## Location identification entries
* Start *

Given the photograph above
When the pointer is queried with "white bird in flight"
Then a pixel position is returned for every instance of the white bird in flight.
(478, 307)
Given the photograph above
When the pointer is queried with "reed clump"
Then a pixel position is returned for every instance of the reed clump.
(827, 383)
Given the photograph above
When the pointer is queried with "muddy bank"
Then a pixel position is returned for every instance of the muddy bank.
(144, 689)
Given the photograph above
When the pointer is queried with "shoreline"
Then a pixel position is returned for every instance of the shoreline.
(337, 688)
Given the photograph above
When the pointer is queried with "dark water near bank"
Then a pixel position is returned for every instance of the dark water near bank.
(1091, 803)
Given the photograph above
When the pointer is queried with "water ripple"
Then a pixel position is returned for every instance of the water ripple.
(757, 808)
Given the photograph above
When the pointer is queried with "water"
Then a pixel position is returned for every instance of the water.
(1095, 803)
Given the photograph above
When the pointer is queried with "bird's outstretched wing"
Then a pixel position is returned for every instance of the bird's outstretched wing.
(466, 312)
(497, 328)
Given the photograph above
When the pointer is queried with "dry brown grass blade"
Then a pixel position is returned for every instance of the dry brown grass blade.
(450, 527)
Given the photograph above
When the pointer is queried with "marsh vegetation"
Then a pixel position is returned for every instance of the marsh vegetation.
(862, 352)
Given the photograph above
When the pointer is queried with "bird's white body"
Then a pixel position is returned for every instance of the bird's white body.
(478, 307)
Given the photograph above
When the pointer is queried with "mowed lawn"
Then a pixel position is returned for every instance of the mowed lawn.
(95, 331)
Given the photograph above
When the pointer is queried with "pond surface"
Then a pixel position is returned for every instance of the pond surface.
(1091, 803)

* End *
* Start *

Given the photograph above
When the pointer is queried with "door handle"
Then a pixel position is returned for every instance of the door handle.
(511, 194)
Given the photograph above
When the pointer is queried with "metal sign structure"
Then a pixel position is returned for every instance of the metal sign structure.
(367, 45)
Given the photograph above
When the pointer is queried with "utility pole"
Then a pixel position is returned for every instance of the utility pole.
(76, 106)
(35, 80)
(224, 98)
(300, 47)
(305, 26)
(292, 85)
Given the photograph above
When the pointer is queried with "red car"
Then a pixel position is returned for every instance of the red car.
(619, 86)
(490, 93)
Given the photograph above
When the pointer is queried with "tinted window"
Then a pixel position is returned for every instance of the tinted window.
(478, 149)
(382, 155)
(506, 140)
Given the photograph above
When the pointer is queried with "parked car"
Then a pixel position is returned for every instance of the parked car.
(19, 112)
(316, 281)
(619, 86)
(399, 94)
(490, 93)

* End *

## THE EXERCISE
Report every line of the listing above that contains the string "vegetation", matching case exactly.

## FINISHED EXERCISE
When the pointer is queried with "marsh vegetation"
Then a pixel position is returned for every instance of the marsh vegetation.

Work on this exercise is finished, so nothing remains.